- **EXERCISE**:
Transcribe each record exactly. Include every one.

[Pointing records]
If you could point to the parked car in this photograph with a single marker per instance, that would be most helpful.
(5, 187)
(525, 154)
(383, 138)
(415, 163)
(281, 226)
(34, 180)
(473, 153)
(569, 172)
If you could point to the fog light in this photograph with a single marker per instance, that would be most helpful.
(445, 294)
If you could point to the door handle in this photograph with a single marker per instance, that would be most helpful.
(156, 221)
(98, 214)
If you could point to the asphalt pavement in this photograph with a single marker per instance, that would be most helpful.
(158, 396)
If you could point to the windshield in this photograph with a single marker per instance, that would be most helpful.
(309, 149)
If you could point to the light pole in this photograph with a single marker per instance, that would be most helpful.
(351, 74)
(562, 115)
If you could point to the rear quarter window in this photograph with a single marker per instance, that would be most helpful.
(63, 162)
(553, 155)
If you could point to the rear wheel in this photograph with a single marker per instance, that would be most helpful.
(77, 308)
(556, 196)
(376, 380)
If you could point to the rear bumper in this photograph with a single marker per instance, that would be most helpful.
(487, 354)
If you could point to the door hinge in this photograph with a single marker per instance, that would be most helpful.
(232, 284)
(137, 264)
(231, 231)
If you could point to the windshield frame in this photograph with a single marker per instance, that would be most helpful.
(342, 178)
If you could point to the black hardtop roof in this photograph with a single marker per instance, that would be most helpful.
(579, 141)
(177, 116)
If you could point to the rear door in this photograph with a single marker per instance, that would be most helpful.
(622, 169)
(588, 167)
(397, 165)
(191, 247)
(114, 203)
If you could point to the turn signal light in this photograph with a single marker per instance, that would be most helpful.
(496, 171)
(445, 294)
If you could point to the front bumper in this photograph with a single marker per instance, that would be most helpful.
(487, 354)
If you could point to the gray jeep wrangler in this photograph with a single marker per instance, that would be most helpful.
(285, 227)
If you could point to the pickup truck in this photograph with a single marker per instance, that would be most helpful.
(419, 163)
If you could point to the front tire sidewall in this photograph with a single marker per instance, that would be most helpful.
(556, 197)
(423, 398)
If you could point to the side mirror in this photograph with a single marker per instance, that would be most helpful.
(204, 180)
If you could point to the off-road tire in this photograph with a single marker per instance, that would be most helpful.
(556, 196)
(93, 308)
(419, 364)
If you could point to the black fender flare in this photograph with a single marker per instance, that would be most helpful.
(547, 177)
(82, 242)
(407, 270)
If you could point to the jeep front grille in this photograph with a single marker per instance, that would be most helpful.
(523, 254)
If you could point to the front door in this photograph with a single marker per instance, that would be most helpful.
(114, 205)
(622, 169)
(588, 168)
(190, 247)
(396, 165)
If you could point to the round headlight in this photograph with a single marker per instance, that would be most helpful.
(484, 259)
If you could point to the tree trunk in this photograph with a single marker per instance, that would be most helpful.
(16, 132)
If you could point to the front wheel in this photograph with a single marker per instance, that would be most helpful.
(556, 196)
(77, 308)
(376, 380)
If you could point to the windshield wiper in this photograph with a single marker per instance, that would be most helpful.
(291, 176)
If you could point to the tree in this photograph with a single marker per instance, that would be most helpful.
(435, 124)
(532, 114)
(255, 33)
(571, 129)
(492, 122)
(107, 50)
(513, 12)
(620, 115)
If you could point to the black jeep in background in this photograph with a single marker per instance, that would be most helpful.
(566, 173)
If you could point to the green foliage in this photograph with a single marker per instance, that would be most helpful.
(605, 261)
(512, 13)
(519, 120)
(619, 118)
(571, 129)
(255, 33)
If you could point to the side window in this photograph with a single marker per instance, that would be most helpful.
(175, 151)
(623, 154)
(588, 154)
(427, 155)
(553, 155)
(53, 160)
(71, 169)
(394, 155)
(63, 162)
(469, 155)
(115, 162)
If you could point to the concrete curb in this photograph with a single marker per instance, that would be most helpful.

- **TASK ANSWER**:
If you could point to the parked car in this photograph with a single marker per instance, that would be most helpful.
(5, 187)
(525, 154)
(383, 138)
(415, 163)
(281, 226)
(34, 180)
(473, 153)
(569, 172)
If you could point to the fog light in this photograph with a single marker per instance, that would be most helpful.
(445, 294)
If you could point to the door handle in this photograph with a single marker per instance, that would be most helpful.
(156, 221)
(98, 214)
If you could point to the asphalt pavement in this photograph with a single marker per instance, that would be most helpful.
(158, 396)
If you could point to the windshield in this photograph with a single marker per instance, that would be most helpful.
(309, 149)
If you could point to the light pole in this photograph with a single marker per instance, that would be most helpful.
(351, 74)
(562, 115)
If you could point to the rear quarter window in this photograph with a single marker per instance, that would be most helpful.
(63, 162)
(553, 155)
If you could point to the rear wheel in this photograph with a single marker per instance, that would be most helpful.
(77, 308)
(556, 196)
(376, 380)
If you could point to the rear bumper in this photograph with a single marker per instance, that would be most helpful.
(487, 354)
If you could point to the door hinge in this photograph with a single marker per instance, that would be most helpful.
(232, 284)
(137, 264)
(231, 231)
If you could point to the windshield frame in this photograph with a single marker per instance, that would be most helpful.
(342, 178)
If you could point to the black hardtop roof in this photograph with a single marker per instance, that would be most helpful.
(579, 141)
(177, 116)
If you could point to the rear door in this photograph with a single marker per instance, that would be most helpful.
(622, 169)
(588, 167)
(397, 165)
(191, 247)
(114, 203)
If you could point to the turn signal light in this photograph with a single marker per instance, that would be most helpful.
(496, 171)
(445, 294)
If you could point to the front bumper in this photograph with a single marker per instance, that would be most helpful.
(487, 354)
If you could point to the gray jeep wrangler in this photograph with a single marker per instance, that would be most helpful.
(285, 227)
If you could point to the pickup truck in this photograph with a single marker per instance, that would be most helpful.
(419, 163)
If you could point to the front tire sidewall in this photograph with a single marker per instance, that would be most helpful.
(556, 197)
(423, 398)
If you could point to the side mirror in this photograph with a single marker per instance, that would be most helpful.
(204, 180)
If you could point to the off-road tire in this photograph with a single marker per instance, that would be most helpful.
(556, 196)
(93, 308)
(419, 364)
If you could point to the black fender flare in this photograph with a single marker per instance, that would be most helpful.
(547, 177)
(82, 242)
(407, 270)
If you could point to the jeep front grille in this photograph with a single marker per instance, that would be most helpful.
(523, 254)
If you could point to the front door in this photograph with a single marker per instance, that would be most helpful.
(114, 205)
(622, 169)
(588, 168)
(190, 247)
(396, 165)
If you could point to the round headlight in this photograph with a single marker per instance, that would be most helpful.
(484, 259)
If you could point to the tree trunk in this photograph with a single marker per instance, that would be most helpful.
(16, 132)
If you could point to the front wheel in this photograph with a single marker per instance, that would be most helpful.
(556, 196)
(77, 308)
(376, 380)
If you could point to the windshield wiper in this photograph with a single marker per instance, that would be most helpful.
(291, 176)
If you could point to the tree in this photograph with a single marker per instance, that would be most helpful.
(435, 124)
(532, 114)
(255, 33)
(571, 129)
(492, 122)
(107, 50)
(513, 12)
(620, 115)
If you could point to the black jeep in background in this photograph with a single marker per instance, that would be most helpful.
(566, 173)
If you could point to the green foliage in this photograph with a single marker per instance, that would be most helpful.
(605, 261)
(512, 13)
(519, 120)
(619, 118)
(571, 129)
(255, 33)
If you could point to the side window in this photograph with a single marker per instance, that would be most helpful.
(175, 151)
(623, 154)
(588, 154)
(427, 155)
(553, 155)
(53, 160)
(71, 169)
(394, 155)
(63, 162)
(469, 155)
(115, 162)
If you could point to the concrete curb in this photograph with a single marker per instance, that would be most helpful.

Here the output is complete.